[INSTRUCTIONS TO FOLLOW]: Starting with the line that contains "# test: pointer emits one marker per instance of the spruce", copy every line through the end of the data below, exactly and with nothing added.

[MATERIAL FOR THIS EXERCISE]:
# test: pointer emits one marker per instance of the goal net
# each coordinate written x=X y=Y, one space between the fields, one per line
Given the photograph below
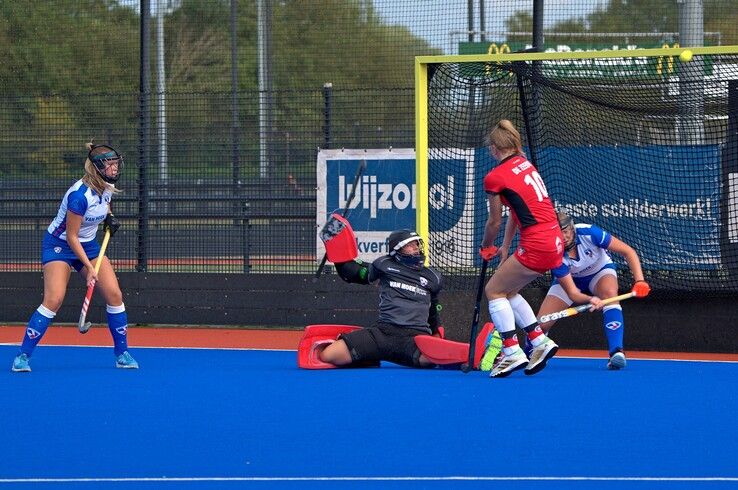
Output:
x=638 y=142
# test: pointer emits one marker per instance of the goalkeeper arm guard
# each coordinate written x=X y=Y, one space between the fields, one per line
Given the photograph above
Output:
x=434 y=316
x=354 y=271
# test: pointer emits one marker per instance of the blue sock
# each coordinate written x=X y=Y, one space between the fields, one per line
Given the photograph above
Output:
x=613 y=320
x=118 y=325
x=37 y=325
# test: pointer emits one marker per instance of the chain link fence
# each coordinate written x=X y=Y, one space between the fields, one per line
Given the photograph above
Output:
x=221 y=131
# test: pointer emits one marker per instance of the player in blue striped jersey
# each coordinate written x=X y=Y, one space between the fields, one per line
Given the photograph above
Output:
x=588 y=261
x=69 y=243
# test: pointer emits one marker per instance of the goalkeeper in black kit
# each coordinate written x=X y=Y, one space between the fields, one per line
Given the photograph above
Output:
x=408 y=329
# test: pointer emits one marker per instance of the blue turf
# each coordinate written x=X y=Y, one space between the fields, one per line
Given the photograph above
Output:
x=205 y=413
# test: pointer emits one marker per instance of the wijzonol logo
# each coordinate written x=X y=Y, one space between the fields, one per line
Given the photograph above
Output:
x=386 y=194
x=374 y=195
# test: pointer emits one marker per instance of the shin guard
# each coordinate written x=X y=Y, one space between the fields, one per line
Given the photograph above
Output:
x=442 y=351
x=314 y=339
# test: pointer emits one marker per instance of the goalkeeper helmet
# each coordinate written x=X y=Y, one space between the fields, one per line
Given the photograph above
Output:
x=567 y=222
x=104 y=158
x=398 y=240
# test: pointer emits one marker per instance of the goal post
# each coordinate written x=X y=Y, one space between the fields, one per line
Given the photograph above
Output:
x=637 y=142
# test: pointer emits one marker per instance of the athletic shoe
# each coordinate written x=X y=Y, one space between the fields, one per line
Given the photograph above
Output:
x=507 y=364
x=20 y=364
x=126 y=361
x=617 y=361
x=540 y=355
x=491 y=351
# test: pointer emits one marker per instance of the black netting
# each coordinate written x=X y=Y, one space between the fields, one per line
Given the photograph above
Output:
x=646 y=148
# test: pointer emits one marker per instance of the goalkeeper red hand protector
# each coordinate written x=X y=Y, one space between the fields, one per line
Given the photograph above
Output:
x=641 y=289
x=488 y=253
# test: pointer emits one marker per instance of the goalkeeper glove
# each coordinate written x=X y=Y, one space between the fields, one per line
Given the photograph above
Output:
x=641 y=289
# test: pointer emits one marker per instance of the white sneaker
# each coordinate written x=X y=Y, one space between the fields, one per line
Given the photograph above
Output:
x=507 y=364
x=540 y=355
x=617 y=361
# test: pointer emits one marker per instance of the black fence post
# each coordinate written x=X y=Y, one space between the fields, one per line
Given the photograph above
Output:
x=327 y=115
x=144 y=138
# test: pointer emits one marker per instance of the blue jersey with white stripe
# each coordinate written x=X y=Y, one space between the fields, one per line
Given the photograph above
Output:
x=85 y=202
x=591 y=252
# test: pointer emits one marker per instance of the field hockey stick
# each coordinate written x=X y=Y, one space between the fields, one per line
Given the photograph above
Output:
x=345 y=213
x=575 y=310
x=82 y=324
x=475 y=319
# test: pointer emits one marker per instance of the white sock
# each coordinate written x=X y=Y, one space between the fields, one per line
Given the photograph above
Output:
x=503 y=317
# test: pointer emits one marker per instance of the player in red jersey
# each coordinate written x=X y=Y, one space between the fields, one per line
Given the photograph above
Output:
x=516 y=183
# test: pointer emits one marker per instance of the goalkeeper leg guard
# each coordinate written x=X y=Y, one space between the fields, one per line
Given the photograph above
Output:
x=315 y=338
x=442 y=351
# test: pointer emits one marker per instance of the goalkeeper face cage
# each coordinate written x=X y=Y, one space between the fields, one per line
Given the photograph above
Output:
x=399 y=239
x=107 y=161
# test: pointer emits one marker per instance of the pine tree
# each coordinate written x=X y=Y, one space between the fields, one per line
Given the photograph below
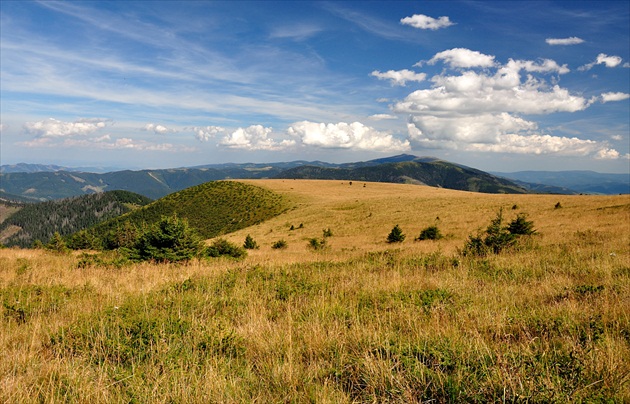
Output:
x=250 y=243
x=396 y=235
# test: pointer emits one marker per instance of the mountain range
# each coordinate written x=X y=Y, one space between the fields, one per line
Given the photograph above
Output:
x=36 y=183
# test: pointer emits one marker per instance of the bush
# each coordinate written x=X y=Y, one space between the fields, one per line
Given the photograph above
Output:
x=57 y=244
x=317 y=244
x=396 y=235
x=279 y=245
x=250 y=243
x=498 y=237
x=169 y=240
x=430 y=233
x=221 y=247
x=521 y=226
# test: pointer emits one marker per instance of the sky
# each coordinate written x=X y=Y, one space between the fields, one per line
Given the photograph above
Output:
x=498 y=86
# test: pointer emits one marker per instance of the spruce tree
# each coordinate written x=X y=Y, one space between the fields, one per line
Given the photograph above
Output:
x=396 y=235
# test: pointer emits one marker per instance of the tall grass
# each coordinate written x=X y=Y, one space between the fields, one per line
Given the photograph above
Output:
x=361 y=321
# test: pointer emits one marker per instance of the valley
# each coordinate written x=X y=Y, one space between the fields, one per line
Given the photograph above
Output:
x=360 y=320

[OUTPUT OF THE EXERCISE]:
# test: pointer emits one marker per instance of the spruce tree
# each coordinate written x=X y=Y, one space between the fields, one per line
Given the photograph above
Output:
x=396 y=235
# test: pointer emits one marker per instance of the tall grass
# each coordinate written x=X y=Y, one space between the fields, one per line
Given the photograph above
Output:
x=361 y=321
# test: pointer emits one marker per instance of the valley
# each coordinate written x=X y=Y, one space between the fields, one per line
Given the photograph above
Output:
x=360 y=320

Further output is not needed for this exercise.